• Passage extrait:
L’enseignement au Liban fait-il fausse route ?

Archives de L'Orient-Littéraire

Voué à atteindre « progressivement, dans la diversité des matières (…) traitées, son équilibre » (extrait de l’édito de L’Orient littéraire du samedi 29 octobre 1960), L’Orient littéraire a publié en 1961 une grande enquête inédite consacrée à l’enseignement au Liban. L’enseignement, précisaient Huguette et Richard Allouche, « concerne ceux-mêmes pour qui le Liban évolue, ceux par qui le Liban se perpétuera, – nos étudiants d’aujourd’hui, nos hommes de demain » ( « L’enseignement est malade. Pourquoi ? », numéro du 11 novembre 1961).

Mais quels hommes le programme éducatif libanais a-t-il fini par produire ? Et n’a-t-il jamais été capable de générer une citoyenneté libanaise ? « Le malaise des programmes libanais » du secondaire inquiétait déjà au début des années 60. Outre les problèmes fondamentaux afférents aux conditions matérielles de l’enseignement (insuffisance et insalubrité de certains locaux, pénurie de professeurs et d’instituteurs spécialisés, en partie pour des raisons salariales, à une période de mutation du statut de l’enseignant), c’est l’enseignement lui-même, entendu comme plan pédagogique et comme programme des matières, qui était mis en cause par l’enquête de L’Orient littéraire.

Fixité du programme

En 1961, le programme du baccalauréat libanais dans sa première version de 1945, inspirée des programmes français de 1927, était réédité sans amendement significatif, ni réforme qui l’adapte à la modernité de l’époque. « Je pense que le malaise est une incidence de la fixité du programme et de l’évolution très rapide du pays (…) », précisait le secrétaire de la commission épiscopale pour « l’École catholique », évoquant le risque de « tomber dans l’uniformité » au prix de « la formation humaine ». Le programme libanais de 1945 a été adopté selon la méthodologie du « contenu » (énumération des matières et sujets à étudier, à la différence d’un cursus qui serait guidé par des objectifs pédagogiques par exemple). Lui était étranger « l’esprit nouveau » de la « méthode d’enseignement active », notamment de l’histoire, en vogue alors en Europe et dont le directeur de l’école allemande de Beyrouth décrit l’objectif comme étant celui d’« éveiller l’intérêt de l’enfant pour le passé ».

• Données affichées:
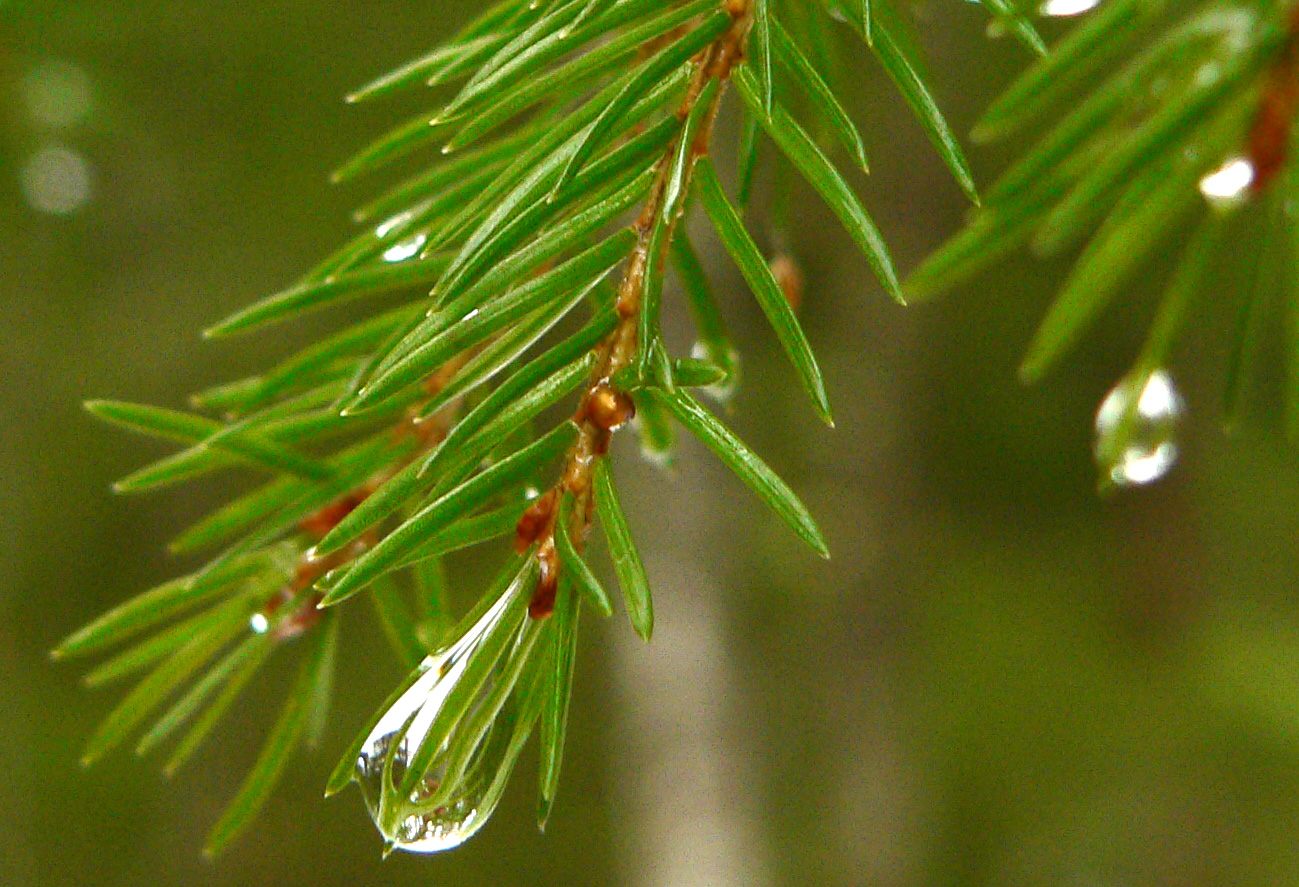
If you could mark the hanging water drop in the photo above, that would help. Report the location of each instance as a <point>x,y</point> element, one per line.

• À faire:
1 – Répondez à ces questions sur le passage extrait :
(a) En quelle année L'Orient littéraire a-t-il publié sa grande enquête sur l'enseignement au Liban ?
(b) De quels programmes français s'inspirait la première version, datée de 1945, du programme du baccalauréat libanais ?
(c) Quel objectif le directeur de l'école allemande de Beyrouth attribue-t-il à la méthode d'enseignement active ?
2 – Remplacez « enquête » par « étude » dans le passage extrait, depuis « Archives de L'Orient-Littéraire » jusqu'à « 11 novembre 1961). » inclus, puis donnez le segment ainsi modifié.

• Solutions par tâche:
1 –
(a) En 1961.
(b) Des programmes français de 1927.
(c) Éveiller l'intérêt de l'enfant pour le passé.

2 –
Archives de L'Orient-Littéraire

Voué à atteindre « progressivement, dans la diversité des matières (…) traitées, son équilibre » (extrait de l’édito de L’Orient littéraire du samedi 29 octobre 1960), L’Orient littéraire a publié en 1961 une grande étude inédite consacrée à l’enseignement au Liban. L’enseignement, précisaient Huguette et Richard Allouche, « concerne ceux-mêmes pour qui le Liban évolue, ceux par qui le Liban se perpétuera, – nos étudiants d’aujourd’hui, nos hommes de demain » ( « L’enseignement est malade. Pourquoi ? », numéro du 11 novembre 1961).